• **GIVEN INSTRUCTION 1**: According to the passage on field research in economics, what advantage does field research have over econometrics and mathematical modeling, and why?

--- SELECTED EXTRACT ---

Earlier this week, Howard Gillman wrote a terrific post that reminded us that within the broader academy, "empirical" denotes a lot more than just quantitative analysis. Howard's comments harkened me back to earlier posts by law professor bloggers who asked what traction they could get from qualitative work. (For example, Lior Strahilevitz on "Big Tent" Empiricism; Dan Filler on Qualitative Empirical Legal Research; and Victor Fleischer on Case Studies.)
In turn, I ran across this short essay by economist Susan Helper, which is directly on point: "Economists and Field Research: 'You Can Learn a Lot Just by Watching," [JSTOR] 90 Am. Econ. Rev. 228 (2000). [The title quotes the inimitable Yogi Berra.] Helper's first few paragraphs put things into perspective:
Modern economics began with Adam Smith's visit to a pin factory, which helped him explain how the division of labor worked. However, not many economists today do much fieldwork, which involves interviews with economic actors and visits to places they live and work. ...
Economists today typically do their research using econometrics and mathematical modeling. These techniquess have many strengths but share the weakness of distance from individual economic actors. In contrasts, field research allows direct contact with them, yield several advantages.

---

• **GIVEN INSTRUCTION 2**: Extract every line of the records that contains the word "dress".

--- EXCERPTED RECORDS ---

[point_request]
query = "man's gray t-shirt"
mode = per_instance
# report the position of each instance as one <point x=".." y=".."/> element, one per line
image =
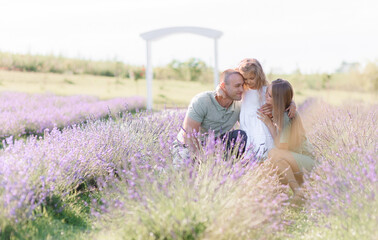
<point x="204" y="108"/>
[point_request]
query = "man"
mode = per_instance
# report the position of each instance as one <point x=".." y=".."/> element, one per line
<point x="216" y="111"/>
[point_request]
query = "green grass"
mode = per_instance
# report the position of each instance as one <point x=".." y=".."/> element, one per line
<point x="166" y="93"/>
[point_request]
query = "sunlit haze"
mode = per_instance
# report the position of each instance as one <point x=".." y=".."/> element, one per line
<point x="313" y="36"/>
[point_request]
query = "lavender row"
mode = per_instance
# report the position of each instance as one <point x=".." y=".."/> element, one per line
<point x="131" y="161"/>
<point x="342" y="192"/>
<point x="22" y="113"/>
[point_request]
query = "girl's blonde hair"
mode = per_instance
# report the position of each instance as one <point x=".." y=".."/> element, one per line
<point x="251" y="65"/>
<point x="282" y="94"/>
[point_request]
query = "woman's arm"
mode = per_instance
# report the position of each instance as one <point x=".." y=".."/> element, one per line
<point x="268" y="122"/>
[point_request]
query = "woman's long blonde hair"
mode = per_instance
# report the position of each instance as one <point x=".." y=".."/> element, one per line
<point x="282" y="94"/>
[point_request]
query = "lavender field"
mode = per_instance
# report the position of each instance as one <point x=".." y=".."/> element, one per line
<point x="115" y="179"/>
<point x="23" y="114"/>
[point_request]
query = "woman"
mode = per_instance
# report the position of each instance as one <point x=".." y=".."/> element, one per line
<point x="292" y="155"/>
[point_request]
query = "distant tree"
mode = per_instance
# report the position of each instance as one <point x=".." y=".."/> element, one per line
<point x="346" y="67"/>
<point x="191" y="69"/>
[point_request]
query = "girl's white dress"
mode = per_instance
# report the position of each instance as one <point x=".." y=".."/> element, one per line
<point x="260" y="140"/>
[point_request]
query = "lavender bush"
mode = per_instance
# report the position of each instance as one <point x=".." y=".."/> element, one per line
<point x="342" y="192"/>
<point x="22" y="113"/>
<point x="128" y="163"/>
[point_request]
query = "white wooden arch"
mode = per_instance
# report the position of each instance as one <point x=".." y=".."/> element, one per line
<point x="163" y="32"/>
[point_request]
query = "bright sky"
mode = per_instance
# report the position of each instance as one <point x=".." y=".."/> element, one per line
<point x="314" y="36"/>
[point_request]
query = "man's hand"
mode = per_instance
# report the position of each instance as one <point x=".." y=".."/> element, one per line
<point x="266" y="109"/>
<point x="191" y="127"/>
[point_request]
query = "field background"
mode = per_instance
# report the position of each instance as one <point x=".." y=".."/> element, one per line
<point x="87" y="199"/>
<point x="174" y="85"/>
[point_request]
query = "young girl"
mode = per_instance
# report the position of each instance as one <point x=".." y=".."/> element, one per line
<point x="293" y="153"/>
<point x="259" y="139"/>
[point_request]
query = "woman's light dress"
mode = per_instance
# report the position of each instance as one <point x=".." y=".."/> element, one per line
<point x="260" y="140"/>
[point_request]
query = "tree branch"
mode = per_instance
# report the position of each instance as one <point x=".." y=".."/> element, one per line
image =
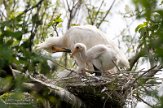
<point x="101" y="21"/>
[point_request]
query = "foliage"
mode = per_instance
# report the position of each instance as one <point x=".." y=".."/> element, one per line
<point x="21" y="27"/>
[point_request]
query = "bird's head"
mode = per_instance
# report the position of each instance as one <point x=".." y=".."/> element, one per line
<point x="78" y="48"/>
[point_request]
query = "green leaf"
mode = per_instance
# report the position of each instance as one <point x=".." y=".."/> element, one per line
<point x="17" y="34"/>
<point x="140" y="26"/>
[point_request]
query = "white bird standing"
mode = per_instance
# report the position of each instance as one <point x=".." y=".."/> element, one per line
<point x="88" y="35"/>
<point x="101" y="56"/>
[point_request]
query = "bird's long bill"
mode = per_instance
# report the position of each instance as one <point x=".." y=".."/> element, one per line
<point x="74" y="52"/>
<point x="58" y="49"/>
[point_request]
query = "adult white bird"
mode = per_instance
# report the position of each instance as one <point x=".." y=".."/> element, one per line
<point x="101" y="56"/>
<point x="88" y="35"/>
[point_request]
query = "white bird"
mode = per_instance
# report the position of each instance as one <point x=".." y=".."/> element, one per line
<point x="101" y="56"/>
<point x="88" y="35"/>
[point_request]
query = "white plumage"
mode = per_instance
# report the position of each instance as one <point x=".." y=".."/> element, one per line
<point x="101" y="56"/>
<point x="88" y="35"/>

---

• **WRITTEN SOLUTION 1**: Field research allows direct contact with individual economic actors, which yields several advantages. Econometrics and mathematical modeling have many strengths, but they share the weakness of distance from those actors.

• **WRITTEN SOLUTION 2**:
query = "girl's white dress"
query = "woman's light dress"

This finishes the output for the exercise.